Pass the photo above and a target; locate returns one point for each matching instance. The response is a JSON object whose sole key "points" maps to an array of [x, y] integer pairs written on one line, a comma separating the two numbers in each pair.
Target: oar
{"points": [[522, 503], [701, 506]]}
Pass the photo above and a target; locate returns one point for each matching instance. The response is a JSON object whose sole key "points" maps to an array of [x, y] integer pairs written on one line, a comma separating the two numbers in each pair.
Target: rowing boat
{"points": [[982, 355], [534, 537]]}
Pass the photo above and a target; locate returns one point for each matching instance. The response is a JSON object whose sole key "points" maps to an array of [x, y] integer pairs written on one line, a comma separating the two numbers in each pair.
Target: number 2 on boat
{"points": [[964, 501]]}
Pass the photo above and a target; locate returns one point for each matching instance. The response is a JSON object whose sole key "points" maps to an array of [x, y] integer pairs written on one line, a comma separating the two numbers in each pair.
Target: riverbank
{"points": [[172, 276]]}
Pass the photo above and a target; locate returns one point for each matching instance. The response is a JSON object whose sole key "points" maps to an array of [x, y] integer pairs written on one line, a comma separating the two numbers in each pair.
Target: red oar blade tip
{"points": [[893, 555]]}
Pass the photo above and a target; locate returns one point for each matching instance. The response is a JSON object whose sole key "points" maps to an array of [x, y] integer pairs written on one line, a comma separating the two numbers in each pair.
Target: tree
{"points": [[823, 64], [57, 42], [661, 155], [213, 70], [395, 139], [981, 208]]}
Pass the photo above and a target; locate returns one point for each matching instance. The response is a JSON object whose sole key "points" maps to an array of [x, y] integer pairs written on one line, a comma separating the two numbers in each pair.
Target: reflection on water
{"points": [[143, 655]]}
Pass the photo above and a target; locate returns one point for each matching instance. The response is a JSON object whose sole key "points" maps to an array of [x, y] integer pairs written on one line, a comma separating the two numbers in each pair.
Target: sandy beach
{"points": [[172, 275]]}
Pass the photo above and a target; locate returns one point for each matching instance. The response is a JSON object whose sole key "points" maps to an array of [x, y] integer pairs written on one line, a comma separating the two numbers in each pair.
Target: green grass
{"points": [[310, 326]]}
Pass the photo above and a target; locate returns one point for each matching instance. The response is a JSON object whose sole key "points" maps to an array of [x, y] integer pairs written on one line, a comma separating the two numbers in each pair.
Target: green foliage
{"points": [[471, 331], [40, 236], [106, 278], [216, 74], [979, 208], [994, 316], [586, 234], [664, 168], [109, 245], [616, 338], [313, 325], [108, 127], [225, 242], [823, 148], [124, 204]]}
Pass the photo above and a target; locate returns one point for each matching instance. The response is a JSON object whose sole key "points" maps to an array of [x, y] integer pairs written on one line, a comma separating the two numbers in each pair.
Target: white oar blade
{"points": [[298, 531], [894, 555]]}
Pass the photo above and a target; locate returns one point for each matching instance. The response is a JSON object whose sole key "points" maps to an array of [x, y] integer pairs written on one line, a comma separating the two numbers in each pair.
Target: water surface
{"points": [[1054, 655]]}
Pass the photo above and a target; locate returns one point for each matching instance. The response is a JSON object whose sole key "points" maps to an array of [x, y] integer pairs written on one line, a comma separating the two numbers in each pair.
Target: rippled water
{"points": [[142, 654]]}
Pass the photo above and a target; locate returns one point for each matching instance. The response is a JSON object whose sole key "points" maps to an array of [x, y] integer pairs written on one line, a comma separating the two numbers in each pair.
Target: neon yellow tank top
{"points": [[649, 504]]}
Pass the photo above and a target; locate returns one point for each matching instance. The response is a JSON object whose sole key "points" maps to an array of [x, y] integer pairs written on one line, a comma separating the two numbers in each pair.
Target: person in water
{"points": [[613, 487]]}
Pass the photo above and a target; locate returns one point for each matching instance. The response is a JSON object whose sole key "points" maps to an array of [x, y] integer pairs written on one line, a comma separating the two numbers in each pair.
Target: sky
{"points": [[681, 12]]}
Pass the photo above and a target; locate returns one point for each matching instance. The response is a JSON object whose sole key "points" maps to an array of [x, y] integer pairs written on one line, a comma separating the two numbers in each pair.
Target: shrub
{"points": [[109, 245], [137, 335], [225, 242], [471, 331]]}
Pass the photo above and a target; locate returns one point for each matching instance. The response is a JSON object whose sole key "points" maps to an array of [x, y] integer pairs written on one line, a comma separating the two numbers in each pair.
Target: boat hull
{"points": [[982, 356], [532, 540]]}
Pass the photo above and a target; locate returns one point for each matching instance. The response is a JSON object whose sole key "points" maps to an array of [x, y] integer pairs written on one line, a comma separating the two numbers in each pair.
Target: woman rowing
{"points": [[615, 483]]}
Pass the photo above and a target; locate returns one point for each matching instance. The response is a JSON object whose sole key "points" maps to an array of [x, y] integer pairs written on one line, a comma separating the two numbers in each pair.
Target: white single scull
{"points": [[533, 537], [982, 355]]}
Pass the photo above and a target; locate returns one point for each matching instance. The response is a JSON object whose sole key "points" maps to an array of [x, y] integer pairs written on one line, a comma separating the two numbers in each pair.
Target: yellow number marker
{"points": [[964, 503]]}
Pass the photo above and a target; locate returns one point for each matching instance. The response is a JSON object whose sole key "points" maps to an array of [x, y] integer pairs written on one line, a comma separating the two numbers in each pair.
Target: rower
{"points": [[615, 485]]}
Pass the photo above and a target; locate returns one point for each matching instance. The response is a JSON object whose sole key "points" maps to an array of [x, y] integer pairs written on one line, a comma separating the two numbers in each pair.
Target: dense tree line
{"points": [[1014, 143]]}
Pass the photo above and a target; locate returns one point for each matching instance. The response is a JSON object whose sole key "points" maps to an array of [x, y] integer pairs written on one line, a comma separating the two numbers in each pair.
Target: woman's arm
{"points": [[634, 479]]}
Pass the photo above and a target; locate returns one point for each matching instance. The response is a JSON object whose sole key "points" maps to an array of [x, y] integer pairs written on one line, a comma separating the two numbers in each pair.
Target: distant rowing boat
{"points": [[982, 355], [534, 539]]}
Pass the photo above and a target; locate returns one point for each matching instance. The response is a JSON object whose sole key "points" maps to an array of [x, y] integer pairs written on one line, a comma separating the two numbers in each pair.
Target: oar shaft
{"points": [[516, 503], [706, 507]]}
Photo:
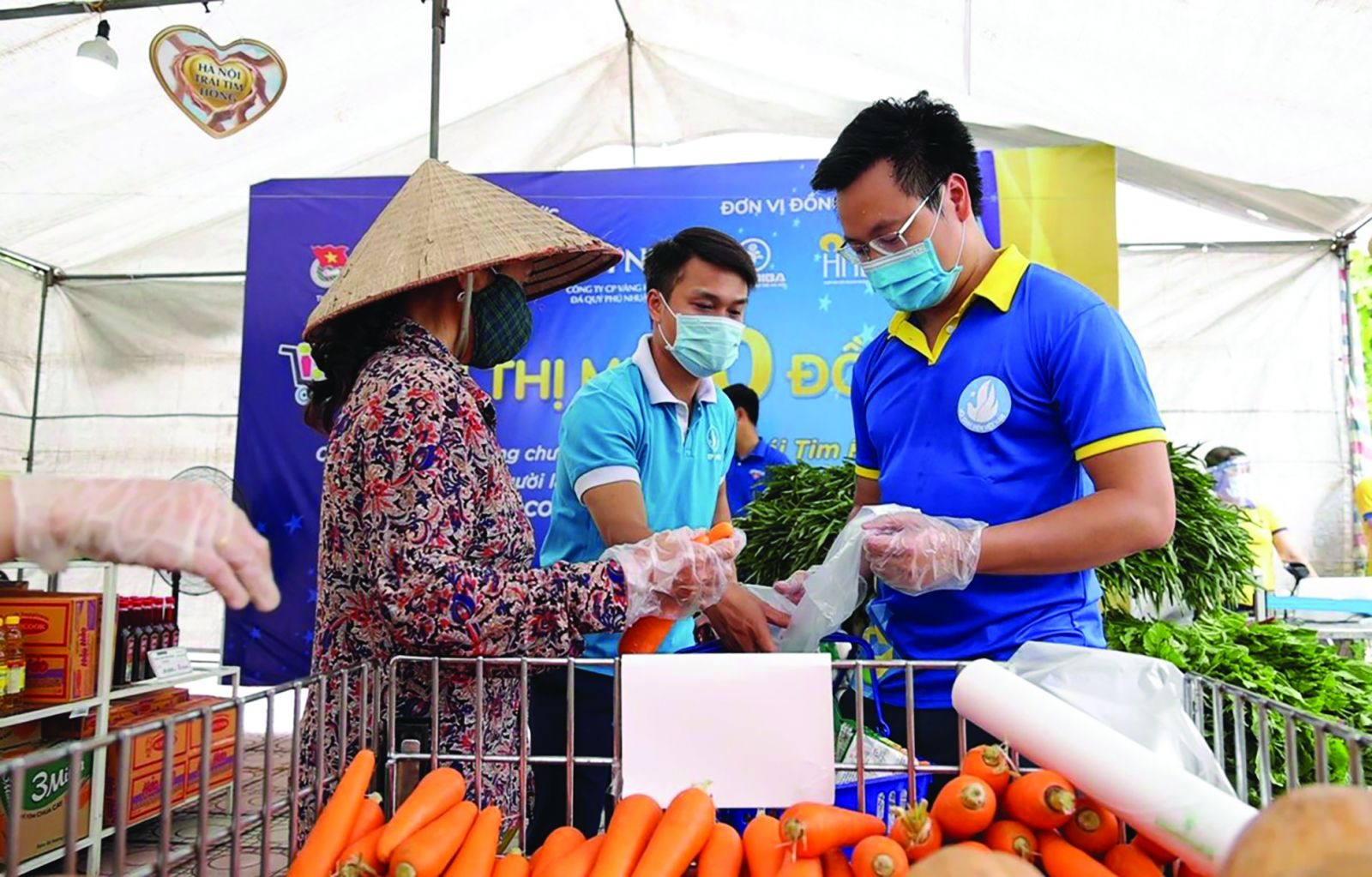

* * * * * * * * *

• **Exercise requirements**
Tally the lines of the data above that contain the string "green", and give only the resulting number.

• **Output for this task**
2